指示:
1. この抜粋には、カタカナで書かれた人物の名前がどれだけ出てきますか？登場順にすべて挙げてください。
2. 抜粋のうち「(関係無いけどキーアイテムが」を含む箇所から「目的であって、娯楽じゃないからだそうで。」までを、「スナッフビデオ」をすべて「殺人記録映像」に置き換えて書き直してもらえますか？

ただ敢えて言えばこの件は神父や乳母衆の大人達が彼女に「決して一人で出歩くな」と強く強く指導してなかったのが原因だと言えます。治安の悪い国では自分の身は自分で守らないといけませんもん。

 

作中ではクロロが「対策を怠った僕の責任です」と言ってるのが痛々しくて見てられません。もしクロロが冴えてて事前対策できてたら防げたのはその通りですが、責任は彼にはありません。

 

本当にマジで自己責任論においては私はいろいろと思うところがあるのですが、でもここで語るときりがないのでこのへんにしときます。とにかく、サラサに罪は何一つないということだけを念頭に入れておけばいいことだと思います。もちろん誘拐犯が掛け値なしに邪悪であるということも。

 

 

 

で、はたしてサラサは死んでました。

 

ゴミ山そばの森で誘拐犯に捕まり、凄まじい虐殺を受け、その遺体はズタ袋に詰められて、ご丁寧に外国語の犯行声明文を添えられて。

 

冨樫漫画ではこういう残虐描写はもう恒例行事です。ツェリードニヒの趣味がまさにそれだし、幽白でもレベルEでもありましたし。

 

現在の週刊少年ジャンプでは掲載不可能なレベルの残虐度な筈ですが、冨樫だから特例で掲載が認められたんだろうな、とかもちょっと思ったりしました。

 

 

劇団の子ども達は徹底的に打ちのめされます。外国語の犯行声明が読めるクロロは一際。

 

 

なんて書いてあるかは大体想像できますね。「この◆◆◆で楽しませてもらったぜ」「こいつの◆◆◆はなかなかだったぜ」「でもいい悲鳴を上げなくてノリが悪かったからそこは低評価だな」とかなんとかでしょうね。

 

 

犯人は本来残す意味のない声明文をなんでわざわざ書いたかというと「サラサを大事に思ってる者たちが読んで苦しむことを想像して自分達が悦に入りたいから」で、それ自体も快楽行為の一つなわけで。読めばより苦しむように工夫を凝らした文面なんでしょう。

 

もっとも苦しめる方法は虐殺の映像そのものを見せることですが、犯人たちは自分が撮影したビデオテープの複製をその場で製造する設備や時間はなかった模様。

 

(関係無いけどキーアイテムがVHSビデオテープなだけに、これってマジで幽白の黒の章を連想させます)

 

ちなみに娯楽を目的とした本物の殺人を収録した映像のことをスナッフビデオと言います。現実に実在します。

 

ただ、どこかのテロ組織や独裁国が敵を虐殺する映像をネットに公開するのはスナッフビデオとは言わないそうです。政治や宗教的な主張とか見せしめが目的であって、娯楽じゃないからだそうで。

生データ:

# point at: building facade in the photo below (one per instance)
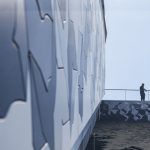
(52, 64)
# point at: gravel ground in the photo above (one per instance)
(121, 136)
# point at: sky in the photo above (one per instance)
(128, 43)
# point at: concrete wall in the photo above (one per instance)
(52, 64)
(125, 111)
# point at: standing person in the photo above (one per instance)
(142, 92)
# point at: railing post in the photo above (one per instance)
(125, 95)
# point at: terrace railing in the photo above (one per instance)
(125, 94)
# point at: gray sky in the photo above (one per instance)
(128, 43)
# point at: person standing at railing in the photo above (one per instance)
(142, 92)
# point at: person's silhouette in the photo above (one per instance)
(142, 92)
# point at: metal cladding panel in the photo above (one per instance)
(12, 55)
(52, 58)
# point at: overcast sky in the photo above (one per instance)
(128, 43)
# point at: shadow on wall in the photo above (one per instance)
(124, 111)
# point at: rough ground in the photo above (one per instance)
(121, 136)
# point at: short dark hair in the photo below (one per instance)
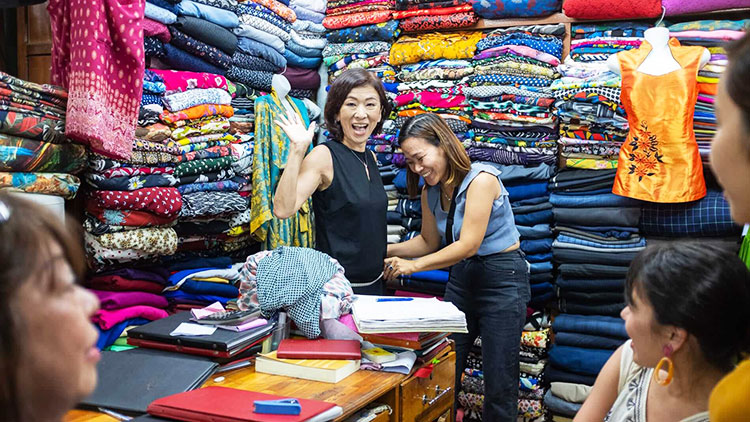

回答:
1. クロロ、サラサ、ツェリードニヒ

2.
(関係無いけどキーアイテムがVHSビデオテープなだけに、これってマジで幽白の黒の章を連想させます)

 

ちなみに娯楽を目的とした本物の殺人を収録した映像のことを殺人記録映像と言います。現実に実在します。

 

ただ、どこかのテロ組織や独裁国が敵を虐殺する映像をネットに公開するのは殺人記録映像とは言わないそうです。政治や宗教的な主張とか見せしめが目的であって、娯楽じゃないからだそうで。